Records from a point annotation dataset:

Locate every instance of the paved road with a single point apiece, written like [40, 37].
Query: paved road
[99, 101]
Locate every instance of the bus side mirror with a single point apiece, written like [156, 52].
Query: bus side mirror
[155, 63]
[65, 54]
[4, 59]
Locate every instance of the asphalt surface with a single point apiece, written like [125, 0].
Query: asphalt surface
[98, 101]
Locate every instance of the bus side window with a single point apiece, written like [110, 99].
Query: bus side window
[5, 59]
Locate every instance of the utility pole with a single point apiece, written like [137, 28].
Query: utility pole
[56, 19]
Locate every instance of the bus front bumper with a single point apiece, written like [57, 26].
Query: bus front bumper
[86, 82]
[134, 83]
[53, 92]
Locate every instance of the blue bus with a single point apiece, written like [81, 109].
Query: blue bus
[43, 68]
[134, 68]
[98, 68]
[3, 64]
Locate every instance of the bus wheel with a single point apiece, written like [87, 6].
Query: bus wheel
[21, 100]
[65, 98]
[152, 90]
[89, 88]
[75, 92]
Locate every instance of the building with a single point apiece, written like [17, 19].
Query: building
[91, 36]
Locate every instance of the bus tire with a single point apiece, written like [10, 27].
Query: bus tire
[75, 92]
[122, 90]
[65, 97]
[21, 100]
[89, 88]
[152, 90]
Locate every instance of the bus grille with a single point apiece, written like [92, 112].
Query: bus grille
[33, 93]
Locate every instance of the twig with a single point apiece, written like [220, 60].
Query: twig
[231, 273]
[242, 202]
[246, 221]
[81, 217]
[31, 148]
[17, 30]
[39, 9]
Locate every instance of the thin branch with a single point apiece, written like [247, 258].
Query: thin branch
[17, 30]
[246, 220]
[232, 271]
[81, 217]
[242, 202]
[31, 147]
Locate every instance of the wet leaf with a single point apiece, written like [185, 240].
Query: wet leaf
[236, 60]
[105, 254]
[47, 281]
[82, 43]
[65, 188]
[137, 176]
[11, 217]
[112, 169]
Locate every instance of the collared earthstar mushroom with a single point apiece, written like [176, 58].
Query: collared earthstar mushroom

◆ TASK TO COMPLETE: Reproduce every line of the items above verbatim, from the first item through the last.

◆ ANSWER FOR THIS EXERCISE:
Locate every instance of the paved road with a single point apiece, written like [40, 37].
Query: paved road
[99, 101]
Locate every instance of the bus side mirror with a single point apiece, written like [156, 52].
Query: bus side mirror
[155, 63]
[65, 54]
[4, 59]
Locate every instance of the asphalt surface with a single point apiece, written like [125, 0].
Query: asphalt surface
[98, 101]
Locate every instance of the bus side window with a single point apiece, written like [110, 99].
Query: bus side window
[5, 59]
Locate every instance of the utility pole with a single point apiece, written like [137, 28].
Query: utility pole
[56, 19]
Locate every instance of the bus front bumper with a single point apiece, written like [57, 26].
Query: bus front bumper
[86, 82]
[134, 83]
[53, 92]
Locate every instance of the blue bus with a single point apiece, written like [81, 109].
Query: blue bus
[43, 68]
[134, 68]
[98, 68]
[3, 64]
Locate every instance of the bus wheel with a single point apiece, written like [87, 6].
Query: bus wheel
[21, 100]
[65, 98]
[152, 90]
[89, 88]
[75, 92]
Locate every instance of the building with a single point apiece, written like [17, 19].
Query: building
[91, 36]
Locate every instance of the bus tire with a single point apiece, written like [10, 27].
Query: bus tire
[75, 92]
[122, 90]
[65, 97]
[21, 100]
[89, 88]
[152, 90]
Locate every instance of the bus grille with a single point apiece, written like [92, 112].
Query: bus grille
[33, 93]
Locate every instance of the twig with a single point apiece, written like [220, 60].
Query: twig
[231, 273]
[242, 202]
[246, 221]
[81, 217]
[31, 148]
[17, 30]
[39, 9]
Locate every instance of the thin branch with a single point apiece, written like [247, 258].
Query: thin branch
[17, 30]
[246, 220]
[232, 271]
[81, 217]
[242, 202]
[31, 147]
Locate every instance of the wet leaf with a single point apiece, written like [185, 240].
Query: wet leaf
[236, 60]
[105, 254]
[47, 281]
[82, 43]
[65, 188]
[137, 176]
[11, 217]
[112, 169]
Locate every instance of the collared earthstar mushroom with a single point apiece, written like [176, 58].
Query: collared earthstar mushroom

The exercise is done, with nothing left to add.